(TO DO): Copy out the passage about Pierrot le Fou word for word, from start to finish.

(PASSAGE FOR REVIEW):
+++

Recently, I watched Jean-Luc Godard’s 1965 film Pierrot le Fou and hated it. Loathed it. I found it irreconcilably scattered and monotonous. I know, like last week’s Krull article wasn’t damning enough. But I talked to a friend about le goddamn Fou and they said something that resonated deeply to the very fabric of my being: “I think the French New Wave is something I like more in theory than actually watching”. There’s amazing filmmaking in what little French New Wave I’ve experienced but they’re also… MADDENINGLY aloof. They playout in defiance of structure or even linear thought by design. As an insipidly literal American, I admire but do not enjoy that.

+++

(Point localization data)
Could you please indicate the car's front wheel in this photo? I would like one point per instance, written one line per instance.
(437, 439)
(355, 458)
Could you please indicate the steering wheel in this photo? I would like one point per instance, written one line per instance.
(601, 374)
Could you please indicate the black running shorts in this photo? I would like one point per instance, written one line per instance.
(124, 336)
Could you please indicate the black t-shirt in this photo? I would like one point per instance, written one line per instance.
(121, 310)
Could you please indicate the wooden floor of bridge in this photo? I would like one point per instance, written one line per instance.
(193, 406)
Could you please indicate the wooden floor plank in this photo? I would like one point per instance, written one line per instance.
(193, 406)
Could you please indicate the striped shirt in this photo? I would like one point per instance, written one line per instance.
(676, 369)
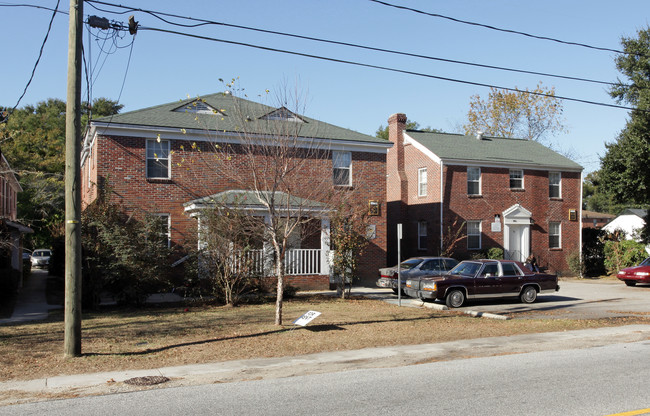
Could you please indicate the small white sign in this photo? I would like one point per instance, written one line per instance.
(306, 318)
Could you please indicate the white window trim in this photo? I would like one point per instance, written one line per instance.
(422, 182)
(559, 234)
(559, 185)
(480, 177)
(169, 159)
(348, 168)
(522, 178)
(421, 234)
(480, 234)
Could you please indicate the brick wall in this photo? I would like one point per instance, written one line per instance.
(201, 169)
(407, 207)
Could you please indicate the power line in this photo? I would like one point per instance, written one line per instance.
(516, 32)
(204, 22)
(40, 54)
(384, 68)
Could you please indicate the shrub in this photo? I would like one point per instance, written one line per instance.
(495, 253)
(575, 264)
(622, 254)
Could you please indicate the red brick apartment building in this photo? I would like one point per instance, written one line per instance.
(11, 232)
(513, 194)
(171, 160)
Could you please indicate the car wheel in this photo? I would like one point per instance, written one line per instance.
(528, 295)
(455, 298)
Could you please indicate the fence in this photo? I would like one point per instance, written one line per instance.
(296, 261)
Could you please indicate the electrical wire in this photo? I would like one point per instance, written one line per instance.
(515, 32)
(384, 68)
(40, 54)
(204, 22)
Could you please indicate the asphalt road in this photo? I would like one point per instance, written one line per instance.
(595, 381)
(577, 299)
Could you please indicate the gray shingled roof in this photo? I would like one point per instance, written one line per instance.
(497, 150)
(232, 113)
(250, 199)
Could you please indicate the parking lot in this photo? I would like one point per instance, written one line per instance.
(577, 299)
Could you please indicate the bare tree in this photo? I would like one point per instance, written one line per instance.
(281, 165)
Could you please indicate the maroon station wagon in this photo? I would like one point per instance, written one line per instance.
(636, 274)
(477, 279)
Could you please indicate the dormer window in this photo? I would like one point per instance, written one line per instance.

+++

(RESULT FOR THIS EXERCISE):
Recently, I watched Jean-Luc Godard’s 1965 film Pierrot le Fou and hated it. Loathed it. I found it irreconcilably scattered and monotonous. I know, like last week’s Krull article wasn’t damning enough. But I talked to a friend about le goddamn Fou and they said something that resonated deeply to the very fabric of my being: “I think the French New Wave is something I like more in theory than actually watching”. There’s amazing filmmaking in what little French New Wave I’ve experienced but they’re also… MADDENINGLY aloof. They playout in defiance of structure or even linear thought by design. As an insipidly literal American, I admire but do not enjoy that.